Provided information -
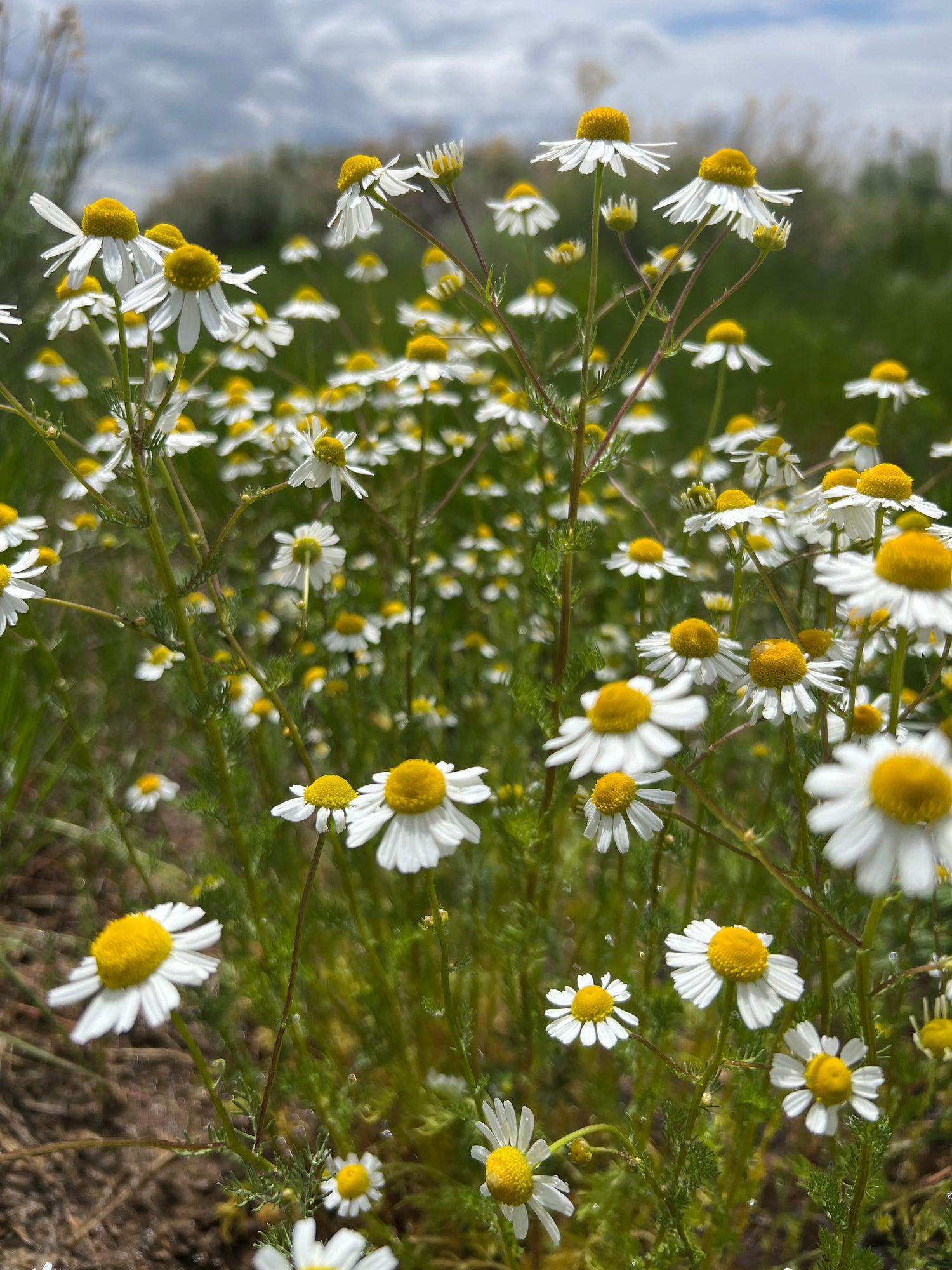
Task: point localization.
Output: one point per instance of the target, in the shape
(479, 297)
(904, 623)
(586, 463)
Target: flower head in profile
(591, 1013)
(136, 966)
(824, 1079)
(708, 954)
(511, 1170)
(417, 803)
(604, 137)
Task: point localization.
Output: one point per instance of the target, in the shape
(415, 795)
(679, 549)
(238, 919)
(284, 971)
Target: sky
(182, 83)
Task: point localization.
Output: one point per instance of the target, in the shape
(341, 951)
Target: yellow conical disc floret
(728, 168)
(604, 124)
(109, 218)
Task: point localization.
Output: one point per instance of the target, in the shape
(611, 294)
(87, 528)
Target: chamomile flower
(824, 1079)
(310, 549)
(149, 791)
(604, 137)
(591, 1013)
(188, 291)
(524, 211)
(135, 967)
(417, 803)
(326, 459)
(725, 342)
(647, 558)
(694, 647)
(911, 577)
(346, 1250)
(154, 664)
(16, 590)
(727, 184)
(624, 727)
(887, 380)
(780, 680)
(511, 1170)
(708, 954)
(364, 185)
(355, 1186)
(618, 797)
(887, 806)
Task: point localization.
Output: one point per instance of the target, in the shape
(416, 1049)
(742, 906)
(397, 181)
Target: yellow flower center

Task goal -
Copy out every one of the lines above, requests included, adding 85 to each coordinate in the answer points and leaving the numbers in the requests and their sample points as they are. Omit the pictures.

Correct response -
Task: point localization.
Output: one point per instance of the target, in the shape
(479, 297)
(904, 623)
(586, 463)
Target: flower head in profile
(676, 1098)
(221, 1051)
(909, 1164)
(793, 1039)
(596, 1255)
(502, 888)
(689, 222)
Task: point localization.
Output: one point per instance of the target, in the shape
(415, 795)
(679, 549)
(238, 919)
(284, 971)
Target: sky
(267, 168)
Task: point localization.
Output: one point per instance of the target, in the shape
(341, 951)
Target: yellow conical disc floret
(813, 253)
(689, 209)
(194, 303)
Task: point localization.
Output: one point per instance of the target, in the shape
(611, 294)
(87, 528)
Target: chamomile flower
(909, 1164)
(395, 634)
(234, 876)
(689, 222)
(676, 1098)
(273, 376)
(609, 296)
(220, 1052)
(502, 888)
(411, 544)
(810, 427)
(732, 643)
(779, 732)
(996, 662)
(431, 1335)
(239, 749)
(101, 675)
(812, 269)
(709, 812)
(972, 465)
(865, 765)
(596, 1255)
(793, 1039)
(449, 270)
(440, 1271)
(703, 882)
(972, 891)
Task: point localization.
Output: one point per instance of the target, in the shape
(416, 1049)
(742, 906)
(397, 181)
Target: yellow flower center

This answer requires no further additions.